*GOAL OF THE EXERCISE*
Count the lines in the listing below that contain the string "trousers", with case counting. Reply with the number alone.

• • •

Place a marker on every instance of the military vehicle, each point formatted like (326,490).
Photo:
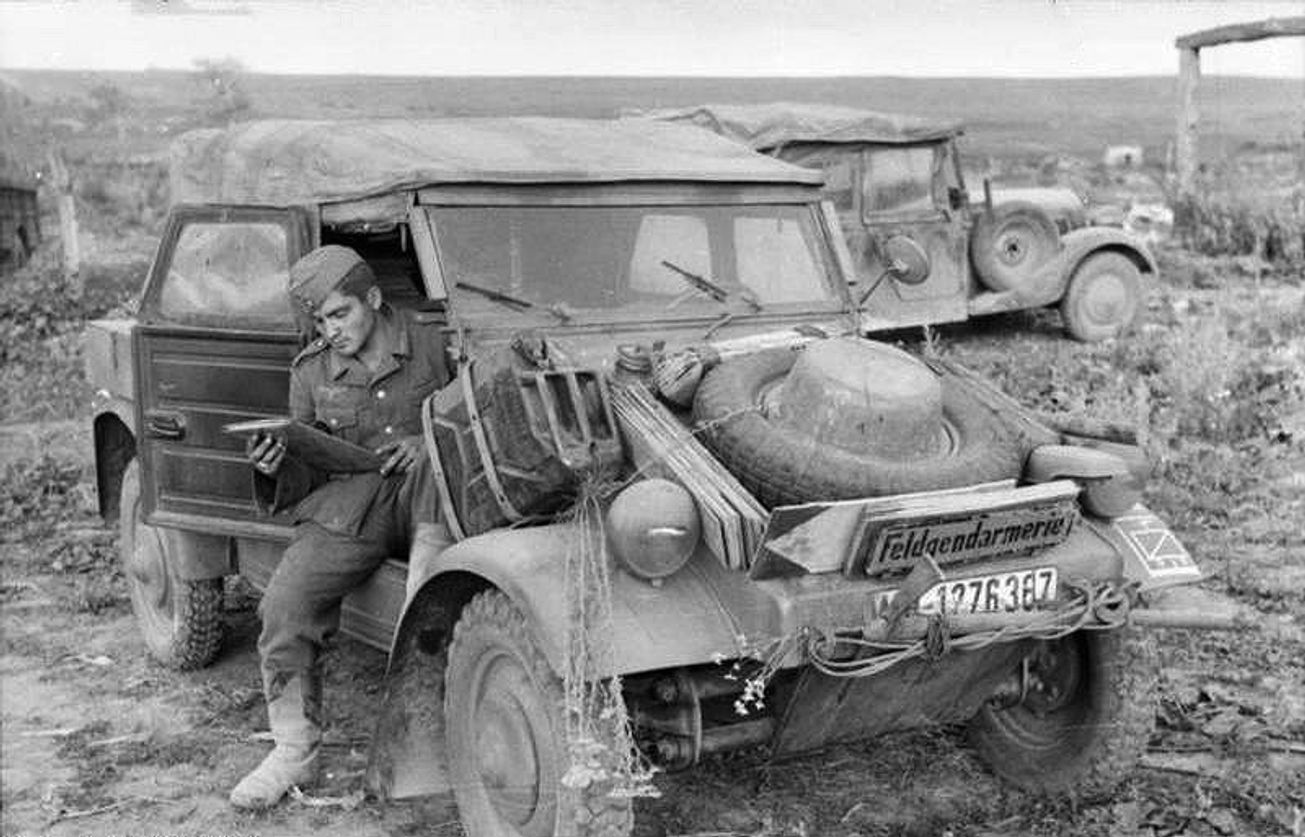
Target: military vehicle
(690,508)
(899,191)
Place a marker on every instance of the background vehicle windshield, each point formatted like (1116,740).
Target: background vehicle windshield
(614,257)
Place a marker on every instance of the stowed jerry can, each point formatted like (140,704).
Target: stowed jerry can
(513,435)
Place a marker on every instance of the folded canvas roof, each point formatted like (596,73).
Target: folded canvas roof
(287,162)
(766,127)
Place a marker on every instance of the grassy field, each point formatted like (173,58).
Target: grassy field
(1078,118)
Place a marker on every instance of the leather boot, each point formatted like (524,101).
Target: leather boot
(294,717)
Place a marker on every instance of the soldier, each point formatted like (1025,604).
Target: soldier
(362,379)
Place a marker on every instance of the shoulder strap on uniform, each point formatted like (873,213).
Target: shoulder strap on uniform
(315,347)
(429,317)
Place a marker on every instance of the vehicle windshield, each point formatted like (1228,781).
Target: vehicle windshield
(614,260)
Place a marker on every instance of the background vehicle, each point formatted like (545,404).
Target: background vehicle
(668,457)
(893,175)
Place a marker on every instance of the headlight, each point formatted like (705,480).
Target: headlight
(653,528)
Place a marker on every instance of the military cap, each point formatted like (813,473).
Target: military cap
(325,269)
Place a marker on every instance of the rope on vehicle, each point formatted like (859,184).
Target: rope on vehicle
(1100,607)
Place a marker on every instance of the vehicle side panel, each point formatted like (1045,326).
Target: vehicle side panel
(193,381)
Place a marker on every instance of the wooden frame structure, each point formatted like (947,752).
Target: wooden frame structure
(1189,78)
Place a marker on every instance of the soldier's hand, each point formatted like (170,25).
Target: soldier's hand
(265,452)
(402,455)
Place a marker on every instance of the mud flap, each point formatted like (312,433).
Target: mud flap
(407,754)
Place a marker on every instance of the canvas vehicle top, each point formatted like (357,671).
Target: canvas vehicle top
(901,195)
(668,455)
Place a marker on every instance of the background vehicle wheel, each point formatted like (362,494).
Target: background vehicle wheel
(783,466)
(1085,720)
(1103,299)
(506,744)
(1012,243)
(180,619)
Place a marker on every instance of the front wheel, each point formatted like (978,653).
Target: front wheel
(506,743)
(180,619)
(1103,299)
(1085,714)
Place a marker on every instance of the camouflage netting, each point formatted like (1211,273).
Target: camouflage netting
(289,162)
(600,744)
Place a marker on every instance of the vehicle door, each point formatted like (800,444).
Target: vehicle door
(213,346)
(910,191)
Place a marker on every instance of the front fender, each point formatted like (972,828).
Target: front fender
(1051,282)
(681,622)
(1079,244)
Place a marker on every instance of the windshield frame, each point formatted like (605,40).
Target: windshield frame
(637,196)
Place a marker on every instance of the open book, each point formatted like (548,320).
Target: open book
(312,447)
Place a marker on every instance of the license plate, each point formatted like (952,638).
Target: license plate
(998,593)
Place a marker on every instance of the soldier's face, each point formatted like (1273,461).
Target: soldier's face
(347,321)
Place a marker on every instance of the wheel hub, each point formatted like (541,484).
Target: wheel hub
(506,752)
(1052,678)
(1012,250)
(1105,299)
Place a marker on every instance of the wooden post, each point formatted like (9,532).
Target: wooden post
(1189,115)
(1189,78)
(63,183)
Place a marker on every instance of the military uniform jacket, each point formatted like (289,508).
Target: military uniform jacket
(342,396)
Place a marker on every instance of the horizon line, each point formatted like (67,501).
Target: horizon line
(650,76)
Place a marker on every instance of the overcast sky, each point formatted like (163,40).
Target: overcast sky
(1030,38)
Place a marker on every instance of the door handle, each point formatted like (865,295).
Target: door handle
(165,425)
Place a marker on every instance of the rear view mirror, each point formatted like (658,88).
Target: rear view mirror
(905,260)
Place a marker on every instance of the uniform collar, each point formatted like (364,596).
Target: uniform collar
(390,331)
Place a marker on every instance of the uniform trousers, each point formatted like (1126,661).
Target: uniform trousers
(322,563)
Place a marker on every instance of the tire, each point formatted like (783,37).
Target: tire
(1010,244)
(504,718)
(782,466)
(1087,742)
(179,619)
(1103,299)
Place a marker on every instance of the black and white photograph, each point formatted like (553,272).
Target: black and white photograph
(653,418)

• • •

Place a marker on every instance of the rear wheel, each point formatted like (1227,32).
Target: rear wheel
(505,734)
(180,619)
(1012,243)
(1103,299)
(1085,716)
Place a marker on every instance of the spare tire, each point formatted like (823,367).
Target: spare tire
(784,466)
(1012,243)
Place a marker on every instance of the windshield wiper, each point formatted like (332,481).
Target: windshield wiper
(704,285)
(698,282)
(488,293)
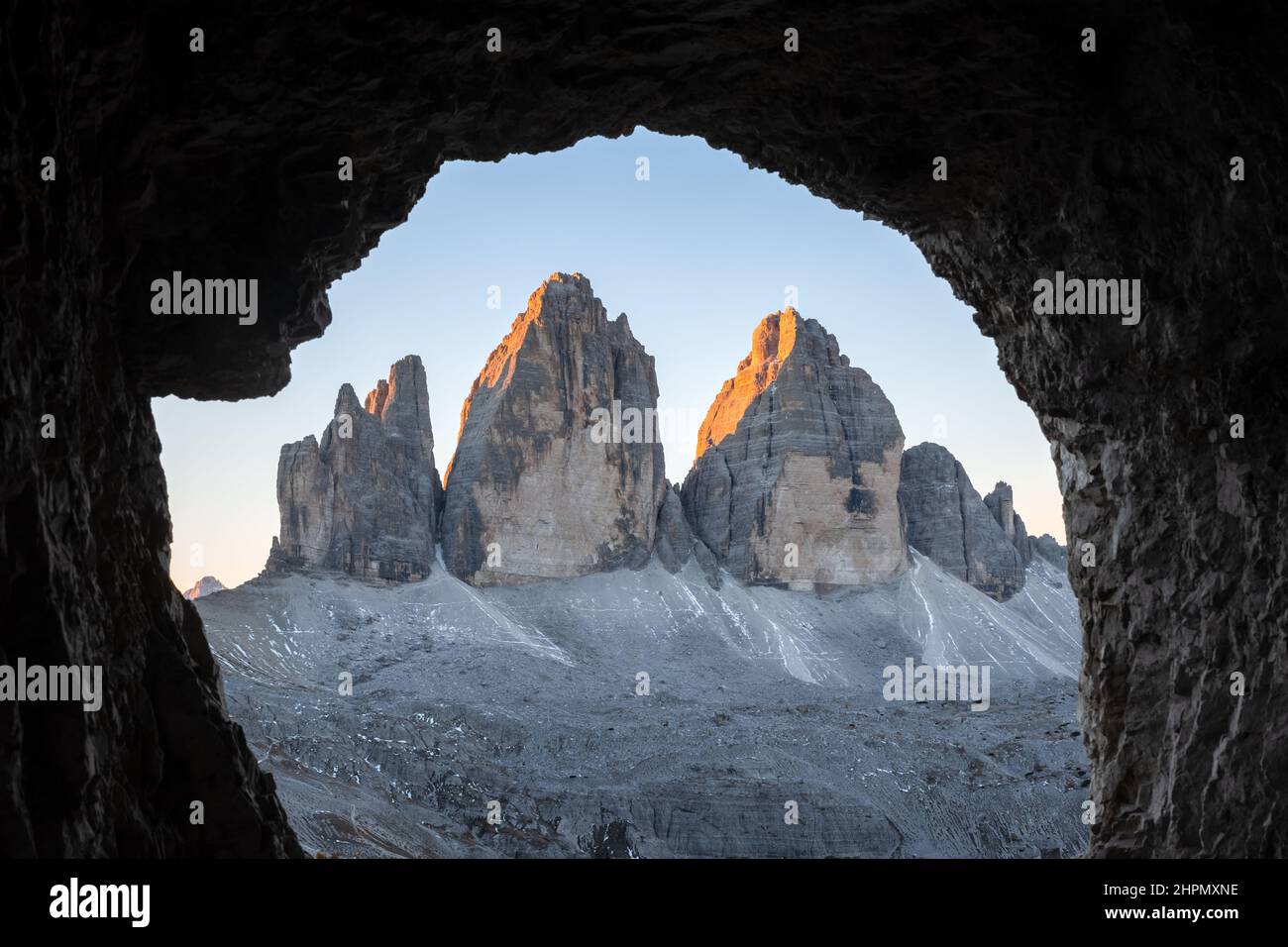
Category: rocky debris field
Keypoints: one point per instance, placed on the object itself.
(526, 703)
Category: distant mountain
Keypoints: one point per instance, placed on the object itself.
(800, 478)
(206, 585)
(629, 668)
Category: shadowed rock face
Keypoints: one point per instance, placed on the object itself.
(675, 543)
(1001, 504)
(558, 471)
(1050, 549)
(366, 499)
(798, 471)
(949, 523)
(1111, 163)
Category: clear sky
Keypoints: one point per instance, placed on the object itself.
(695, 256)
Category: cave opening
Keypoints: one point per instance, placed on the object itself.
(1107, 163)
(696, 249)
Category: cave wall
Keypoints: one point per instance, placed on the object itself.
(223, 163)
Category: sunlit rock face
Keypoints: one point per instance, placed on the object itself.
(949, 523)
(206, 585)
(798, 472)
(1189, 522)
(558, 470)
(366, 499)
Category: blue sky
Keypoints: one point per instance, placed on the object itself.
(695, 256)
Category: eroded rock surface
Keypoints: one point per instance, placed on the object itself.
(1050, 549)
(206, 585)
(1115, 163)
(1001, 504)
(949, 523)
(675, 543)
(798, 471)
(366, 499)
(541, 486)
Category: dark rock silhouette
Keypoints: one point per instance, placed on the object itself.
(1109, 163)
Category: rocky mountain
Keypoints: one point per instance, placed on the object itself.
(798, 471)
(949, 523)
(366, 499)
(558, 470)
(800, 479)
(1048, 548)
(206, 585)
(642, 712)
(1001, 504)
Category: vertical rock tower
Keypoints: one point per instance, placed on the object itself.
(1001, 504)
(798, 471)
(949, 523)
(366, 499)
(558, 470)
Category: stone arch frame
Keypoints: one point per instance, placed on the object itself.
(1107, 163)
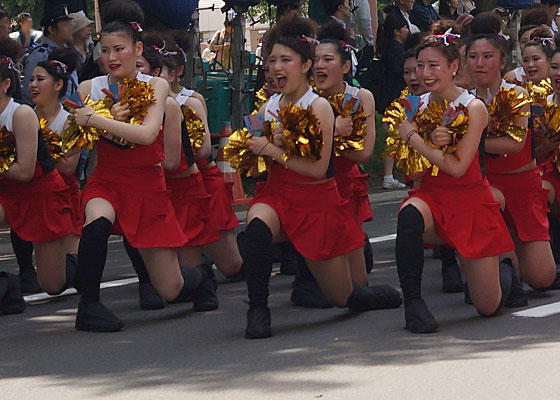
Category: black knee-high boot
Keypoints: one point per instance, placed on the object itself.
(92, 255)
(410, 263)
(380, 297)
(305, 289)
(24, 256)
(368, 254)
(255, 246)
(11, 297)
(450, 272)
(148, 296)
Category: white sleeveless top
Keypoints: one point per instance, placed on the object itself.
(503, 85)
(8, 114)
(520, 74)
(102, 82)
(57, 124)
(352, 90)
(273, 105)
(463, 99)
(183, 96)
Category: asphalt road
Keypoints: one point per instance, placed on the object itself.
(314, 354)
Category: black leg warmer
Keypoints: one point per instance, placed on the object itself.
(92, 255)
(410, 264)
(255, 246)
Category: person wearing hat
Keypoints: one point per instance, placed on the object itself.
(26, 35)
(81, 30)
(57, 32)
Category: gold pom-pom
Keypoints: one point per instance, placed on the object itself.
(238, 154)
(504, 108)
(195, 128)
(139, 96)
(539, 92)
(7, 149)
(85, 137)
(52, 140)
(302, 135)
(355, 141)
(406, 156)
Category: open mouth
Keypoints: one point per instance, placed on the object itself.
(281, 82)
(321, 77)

• • •

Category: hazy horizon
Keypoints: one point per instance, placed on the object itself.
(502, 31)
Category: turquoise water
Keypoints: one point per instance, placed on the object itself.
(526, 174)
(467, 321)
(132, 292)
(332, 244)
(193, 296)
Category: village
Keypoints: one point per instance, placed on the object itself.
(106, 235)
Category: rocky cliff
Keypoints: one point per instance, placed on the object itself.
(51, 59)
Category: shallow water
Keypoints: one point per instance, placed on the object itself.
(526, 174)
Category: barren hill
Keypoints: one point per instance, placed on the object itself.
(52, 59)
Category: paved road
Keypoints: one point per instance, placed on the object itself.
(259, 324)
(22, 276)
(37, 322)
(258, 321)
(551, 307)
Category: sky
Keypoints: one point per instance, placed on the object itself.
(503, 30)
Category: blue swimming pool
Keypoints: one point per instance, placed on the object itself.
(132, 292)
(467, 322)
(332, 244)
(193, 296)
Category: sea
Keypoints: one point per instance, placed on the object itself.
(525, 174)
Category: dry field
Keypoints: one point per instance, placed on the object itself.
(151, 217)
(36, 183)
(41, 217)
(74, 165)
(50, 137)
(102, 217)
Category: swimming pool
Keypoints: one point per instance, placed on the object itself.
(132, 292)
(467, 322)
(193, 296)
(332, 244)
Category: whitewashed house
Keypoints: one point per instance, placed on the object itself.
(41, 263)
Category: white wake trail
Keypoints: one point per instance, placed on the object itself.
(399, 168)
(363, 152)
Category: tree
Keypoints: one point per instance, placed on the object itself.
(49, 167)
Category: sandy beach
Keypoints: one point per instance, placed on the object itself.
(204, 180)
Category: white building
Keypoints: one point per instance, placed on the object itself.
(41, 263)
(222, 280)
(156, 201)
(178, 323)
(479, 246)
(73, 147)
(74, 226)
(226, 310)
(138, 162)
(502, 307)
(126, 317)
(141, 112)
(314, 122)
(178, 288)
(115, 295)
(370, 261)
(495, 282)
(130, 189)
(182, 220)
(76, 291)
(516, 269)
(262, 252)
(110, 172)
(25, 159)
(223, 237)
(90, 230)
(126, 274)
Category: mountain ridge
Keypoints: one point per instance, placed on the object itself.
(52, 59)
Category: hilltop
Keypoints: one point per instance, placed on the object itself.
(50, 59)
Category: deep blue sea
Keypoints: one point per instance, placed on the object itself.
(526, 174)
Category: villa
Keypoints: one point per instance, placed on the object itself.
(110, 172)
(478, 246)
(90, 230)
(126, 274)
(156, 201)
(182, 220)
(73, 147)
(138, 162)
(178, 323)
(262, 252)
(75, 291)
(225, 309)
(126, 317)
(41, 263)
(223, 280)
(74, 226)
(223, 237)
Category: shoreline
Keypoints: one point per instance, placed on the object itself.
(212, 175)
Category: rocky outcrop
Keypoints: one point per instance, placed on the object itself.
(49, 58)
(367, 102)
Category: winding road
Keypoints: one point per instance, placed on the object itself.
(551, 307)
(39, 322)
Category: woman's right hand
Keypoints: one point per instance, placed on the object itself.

• • •

*PROBLEM SOLUTION*
2